EXERCÍCIO >> Enumere as principais características atribuídas à Iara no texto sobre a série Cidade Invisível, apresentado na fonte.
##### FONTE #####
Quem não se apaixonou pela nova série brasileira da Netflix? Criada por Carlos Saldanha, a obra reinventa personagens tradicionais do nosso folclore para o mundo moderno. O detetive Eric (Marco Pigossi) investiga um assassinato que o leva a conhecer mais sobre as criaturas míticas que estão entre nós.
Desde a nossa infância, crescemos ouvindo as histórias do folclore brasileiro, mas acabamos esquecendo das nossas lendas… Ainda bem que a produção de Cidade Invisível resolveu refrescar nossa memória, mas mesmo assim não custa nada conhecer mais sobre os mitos folclóricos, né?
Iara
No tupi, Iara significa “senhora das águas”
A criatura tem como principais características a sedução hipnotizante, a inteligência e uma voz encantadora. É dito que encanta homens e os afoga, atraindo-os para as águas, e aqueles que retornam das águas não voltam a ser os mesmos, entrando em um estado de transe que só pode ser quebrado por um pajé.
##### CONJUNTO DE DADOS #####
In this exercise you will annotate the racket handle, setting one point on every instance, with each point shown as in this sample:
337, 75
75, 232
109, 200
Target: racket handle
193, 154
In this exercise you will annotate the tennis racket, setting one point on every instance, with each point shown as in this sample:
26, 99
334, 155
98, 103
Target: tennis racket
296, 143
#####
RESOLUÇÃO >>
- sedução hipnotizante
- inteligência
- voz encantadora